(Photo object pointing rows)
-----
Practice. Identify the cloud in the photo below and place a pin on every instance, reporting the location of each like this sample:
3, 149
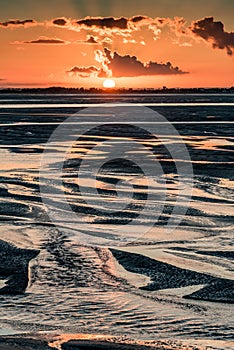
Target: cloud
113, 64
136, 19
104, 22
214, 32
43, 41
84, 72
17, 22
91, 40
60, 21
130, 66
-----
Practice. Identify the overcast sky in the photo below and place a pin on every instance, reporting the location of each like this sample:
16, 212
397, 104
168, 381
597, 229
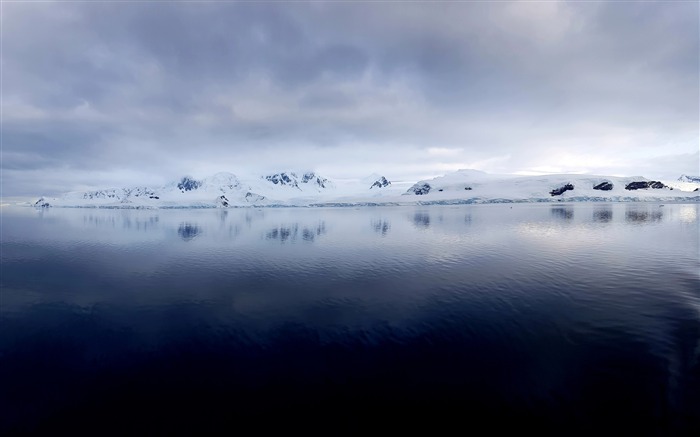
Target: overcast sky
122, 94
-----
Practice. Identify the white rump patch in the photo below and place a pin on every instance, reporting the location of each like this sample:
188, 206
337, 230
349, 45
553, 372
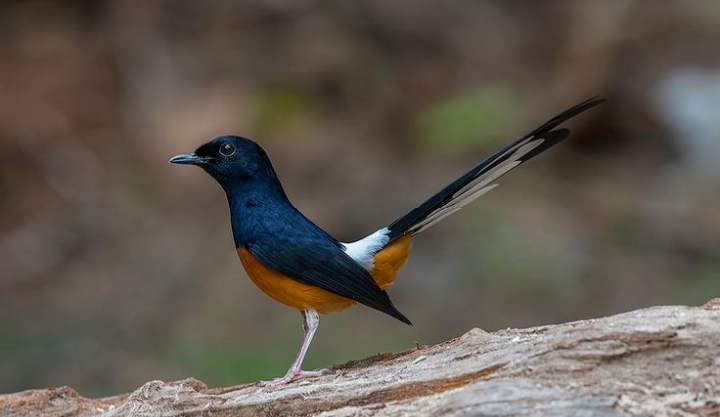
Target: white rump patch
-----
THE REQUEST
Count the lines in the rows above that contain the string "this", treating case as significant, and give only the number.

THE SOLUTION
3